◆ Required task A: According to the passage on the National Guard in Washington, D.C., how many soldiers are to be present at strategic intersections?
◆ Required task B: Convert everything in the entries, from their first line down to the line containing "286;288;656;438", into a JSON list of strings with one string per line, leaving out blank lines.

Under the pretext of fabricated crime, Trump is having the National Guard march into Washington, D.C. - and at the same time wrests from the city control over its own police.

The picture that emerges on Washington's streets is still diffuse: FBI and ICE agents, some in plain clothes, patrol nightlife districts, while the National Guard is to be present with 200 soldiers at strategic intersections - without the right to arrest, while the federal agents do have that right. The operational strategy is clear: no open mass searches as in Los Angeles, but a mix of covert presence and targeted interventions. Yet it is precisely this form of "invisible" military-police presence that is extremely dangerous: it evades public oversight, shifts the balance of power toward the executive, and creates a climate of latent intimidation. In terms of human rights, this step is a regression to an era in which the state's monopoly on the use of force was no longer determined by constitutional principles but by political calculation. The United States is a party to the International Covenant on Civil and Political Rights (ICCPR), whose Articles 21 and 22 guarantee the right to peaceful assembly and freedom of association. These rights may only be restricted under strict conditions and in a proportionate manner - conditions that are obviously not met here. The use of federal power is not aimed at averting a real danger, but at provoking reactions in order to then act repressively under the pretext of "public safety".

◆ The input:
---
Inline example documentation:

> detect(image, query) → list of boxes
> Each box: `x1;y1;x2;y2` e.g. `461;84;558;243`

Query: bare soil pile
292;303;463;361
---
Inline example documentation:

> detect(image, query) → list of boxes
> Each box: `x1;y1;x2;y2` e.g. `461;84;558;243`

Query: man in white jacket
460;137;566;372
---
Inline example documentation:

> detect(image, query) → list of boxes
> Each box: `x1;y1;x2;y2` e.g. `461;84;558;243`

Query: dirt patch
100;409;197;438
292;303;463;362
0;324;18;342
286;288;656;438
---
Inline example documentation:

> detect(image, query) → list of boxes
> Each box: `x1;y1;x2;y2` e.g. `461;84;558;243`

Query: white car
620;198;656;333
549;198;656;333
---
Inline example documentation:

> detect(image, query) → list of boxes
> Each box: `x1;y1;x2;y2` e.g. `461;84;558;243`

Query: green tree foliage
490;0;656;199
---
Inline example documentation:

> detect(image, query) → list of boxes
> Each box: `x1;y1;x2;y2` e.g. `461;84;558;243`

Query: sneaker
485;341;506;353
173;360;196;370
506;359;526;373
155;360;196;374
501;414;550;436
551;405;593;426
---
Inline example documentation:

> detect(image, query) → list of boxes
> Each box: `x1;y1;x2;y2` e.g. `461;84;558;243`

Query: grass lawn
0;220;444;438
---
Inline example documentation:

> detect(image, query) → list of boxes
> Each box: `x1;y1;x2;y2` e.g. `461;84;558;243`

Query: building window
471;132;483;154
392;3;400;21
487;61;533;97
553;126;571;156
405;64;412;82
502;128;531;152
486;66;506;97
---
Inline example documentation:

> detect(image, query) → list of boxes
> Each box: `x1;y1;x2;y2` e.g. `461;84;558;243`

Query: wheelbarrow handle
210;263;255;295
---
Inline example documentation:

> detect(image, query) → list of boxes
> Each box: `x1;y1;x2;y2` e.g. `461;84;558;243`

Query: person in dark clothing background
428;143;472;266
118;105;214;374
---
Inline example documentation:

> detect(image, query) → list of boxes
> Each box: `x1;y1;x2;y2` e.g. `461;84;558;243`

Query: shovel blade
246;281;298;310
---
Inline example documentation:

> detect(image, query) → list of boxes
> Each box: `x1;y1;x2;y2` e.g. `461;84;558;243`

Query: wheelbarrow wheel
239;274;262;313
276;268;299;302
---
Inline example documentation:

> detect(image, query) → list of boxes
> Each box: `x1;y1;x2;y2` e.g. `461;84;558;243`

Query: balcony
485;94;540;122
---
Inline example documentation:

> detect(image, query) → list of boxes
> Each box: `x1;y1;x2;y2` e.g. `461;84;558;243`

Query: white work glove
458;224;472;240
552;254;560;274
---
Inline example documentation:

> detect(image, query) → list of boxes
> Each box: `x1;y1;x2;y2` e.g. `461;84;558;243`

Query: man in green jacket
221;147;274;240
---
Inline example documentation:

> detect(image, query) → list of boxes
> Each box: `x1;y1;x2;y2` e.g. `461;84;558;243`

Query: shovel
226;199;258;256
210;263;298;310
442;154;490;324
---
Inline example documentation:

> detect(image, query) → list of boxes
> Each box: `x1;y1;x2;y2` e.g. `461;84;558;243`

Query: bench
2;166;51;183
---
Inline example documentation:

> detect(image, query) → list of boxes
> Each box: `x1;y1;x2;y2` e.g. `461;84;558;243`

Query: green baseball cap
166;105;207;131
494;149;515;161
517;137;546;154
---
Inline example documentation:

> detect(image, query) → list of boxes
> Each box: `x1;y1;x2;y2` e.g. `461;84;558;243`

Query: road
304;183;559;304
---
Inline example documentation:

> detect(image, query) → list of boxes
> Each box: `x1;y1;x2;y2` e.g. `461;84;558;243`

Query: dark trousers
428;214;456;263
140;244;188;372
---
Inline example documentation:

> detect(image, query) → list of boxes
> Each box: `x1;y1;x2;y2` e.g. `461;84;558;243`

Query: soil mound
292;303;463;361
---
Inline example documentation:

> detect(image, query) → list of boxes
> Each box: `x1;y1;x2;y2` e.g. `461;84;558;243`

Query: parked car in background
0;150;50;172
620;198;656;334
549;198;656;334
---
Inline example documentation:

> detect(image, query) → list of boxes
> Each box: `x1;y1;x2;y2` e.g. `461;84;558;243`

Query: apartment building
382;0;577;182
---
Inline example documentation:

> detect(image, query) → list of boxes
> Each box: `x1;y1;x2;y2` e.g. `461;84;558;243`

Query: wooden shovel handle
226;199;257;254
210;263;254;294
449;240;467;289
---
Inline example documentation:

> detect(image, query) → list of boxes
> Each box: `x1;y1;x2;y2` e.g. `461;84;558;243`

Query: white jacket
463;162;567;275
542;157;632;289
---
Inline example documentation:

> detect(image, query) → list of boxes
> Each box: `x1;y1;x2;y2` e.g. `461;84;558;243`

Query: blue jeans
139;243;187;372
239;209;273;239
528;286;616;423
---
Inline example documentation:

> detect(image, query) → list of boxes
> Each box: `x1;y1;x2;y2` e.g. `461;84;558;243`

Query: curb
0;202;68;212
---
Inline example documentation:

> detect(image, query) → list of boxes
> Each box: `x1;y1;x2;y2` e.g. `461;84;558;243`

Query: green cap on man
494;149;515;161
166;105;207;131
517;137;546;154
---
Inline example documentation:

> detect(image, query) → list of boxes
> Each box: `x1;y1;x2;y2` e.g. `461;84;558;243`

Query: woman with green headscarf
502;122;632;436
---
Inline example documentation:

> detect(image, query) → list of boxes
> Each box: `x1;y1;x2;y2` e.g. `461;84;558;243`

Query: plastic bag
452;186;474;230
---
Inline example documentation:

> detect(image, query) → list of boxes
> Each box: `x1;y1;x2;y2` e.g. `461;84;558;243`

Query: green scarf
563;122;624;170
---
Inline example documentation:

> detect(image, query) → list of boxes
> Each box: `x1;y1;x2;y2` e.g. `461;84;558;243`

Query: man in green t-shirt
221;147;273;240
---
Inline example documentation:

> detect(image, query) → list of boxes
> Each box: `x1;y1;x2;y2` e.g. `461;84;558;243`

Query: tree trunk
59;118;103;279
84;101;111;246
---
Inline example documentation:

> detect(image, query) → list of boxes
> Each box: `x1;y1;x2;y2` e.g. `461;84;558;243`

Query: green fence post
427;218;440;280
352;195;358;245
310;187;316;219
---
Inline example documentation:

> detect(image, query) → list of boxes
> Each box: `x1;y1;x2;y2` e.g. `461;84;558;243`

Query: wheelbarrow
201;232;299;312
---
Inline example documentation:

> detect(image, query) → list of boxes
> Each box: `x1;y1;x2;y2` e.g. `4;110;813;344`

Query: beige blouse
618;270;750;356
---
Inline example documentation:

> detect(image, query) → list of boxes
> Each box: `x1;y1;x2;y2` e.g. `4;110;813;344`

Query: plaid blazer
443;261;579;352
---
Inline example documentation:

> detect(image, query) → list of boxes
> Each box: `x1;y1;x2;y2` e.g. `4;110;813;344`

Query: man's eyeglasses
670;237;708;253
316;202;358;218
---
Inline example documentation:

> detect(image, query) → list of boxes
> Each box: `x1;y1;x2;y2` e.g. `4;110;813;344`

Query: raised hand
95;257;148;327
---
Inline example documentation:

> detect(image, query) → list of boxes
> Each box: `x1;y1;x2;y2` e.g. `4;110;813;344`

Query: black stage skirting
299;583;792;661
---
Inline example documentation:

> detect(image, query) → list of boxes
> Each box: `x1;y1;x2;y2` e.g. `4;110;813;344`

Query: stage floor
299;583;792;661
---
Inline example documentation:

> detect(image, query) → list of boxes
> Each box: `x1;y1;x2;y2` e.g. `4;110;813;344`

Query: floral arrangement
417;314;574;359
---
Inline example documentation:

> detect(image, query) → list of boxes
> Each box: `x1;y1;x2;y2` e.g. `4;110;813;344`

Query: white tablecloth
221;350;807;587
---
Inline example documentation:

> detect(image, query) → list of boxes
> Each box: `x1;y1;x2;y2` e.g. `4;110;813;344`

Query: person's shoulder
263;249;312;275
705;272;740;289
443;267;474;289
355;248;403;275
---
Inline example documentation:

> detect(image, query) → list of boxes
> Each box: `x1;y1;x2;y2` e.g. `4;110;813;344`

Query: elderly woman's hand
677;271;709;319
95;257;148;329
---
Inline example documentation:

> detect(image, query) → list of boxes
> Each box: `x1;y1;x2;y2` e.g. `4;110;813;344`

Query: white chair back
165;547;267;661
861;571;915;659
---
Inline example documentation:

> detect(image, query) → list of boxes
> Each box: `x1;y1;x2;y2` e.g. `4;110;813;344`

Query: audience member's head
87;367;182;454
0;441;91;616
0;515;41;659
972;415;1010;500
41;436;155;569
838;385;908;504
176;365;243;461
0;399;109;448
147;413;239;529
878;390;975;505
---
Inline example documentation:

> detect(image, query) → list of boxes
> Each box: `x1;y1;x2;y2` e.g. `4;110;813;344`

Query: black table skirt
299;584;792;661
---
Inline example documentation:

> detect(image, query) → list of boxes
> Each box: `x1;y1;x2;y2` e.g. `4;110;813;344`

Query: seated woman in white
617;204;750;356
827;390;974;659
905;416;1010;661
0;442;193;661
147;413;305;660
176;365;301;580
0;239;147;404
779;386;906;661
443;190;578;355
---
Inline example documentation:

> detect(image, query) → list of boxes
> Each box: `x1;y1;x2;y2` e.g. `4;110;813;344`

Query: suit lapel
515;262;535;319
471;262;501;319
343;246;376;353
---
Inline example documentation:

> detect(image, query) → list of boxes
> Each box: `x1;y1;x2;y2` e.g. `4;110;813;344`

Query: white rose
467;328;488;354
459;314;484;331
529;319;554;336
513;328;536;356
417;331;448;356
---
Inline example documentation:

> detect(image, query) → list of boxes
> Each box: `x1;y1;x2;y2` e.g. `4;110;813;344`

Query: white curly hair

◆ Worked solution A: 200

◆ Worked solution B:
[
  "---",
  "Inline example documentation:",
  "> detect(image, query) → list of boxes",
  "> Each box: `x1;y1;x2;y2` e.g. `461;84;558;243`",
  "Query: bare soil pile",
  "292;303;463;361",
  "---",
  "Inline example documentation:",
  "> detect(image, query) → list of boxes",
  "> Each box: `x1;y1;x2;y2` e.g. `461;84;558;243`",
  "Query: man in white jacket",
  "460;137;566;372",
  "---",
  "Inline example documentation:",
  "> detect(image, query) → list of boxes",
  "> Each box: `x1;y1;x2;y2` e.g. `461;84;558;243`",
  "Query: dirt patch",
  "100;409;197;438",
  "292;303;463;362",
  "0;324;18;342",
  "286;288;656;438"
]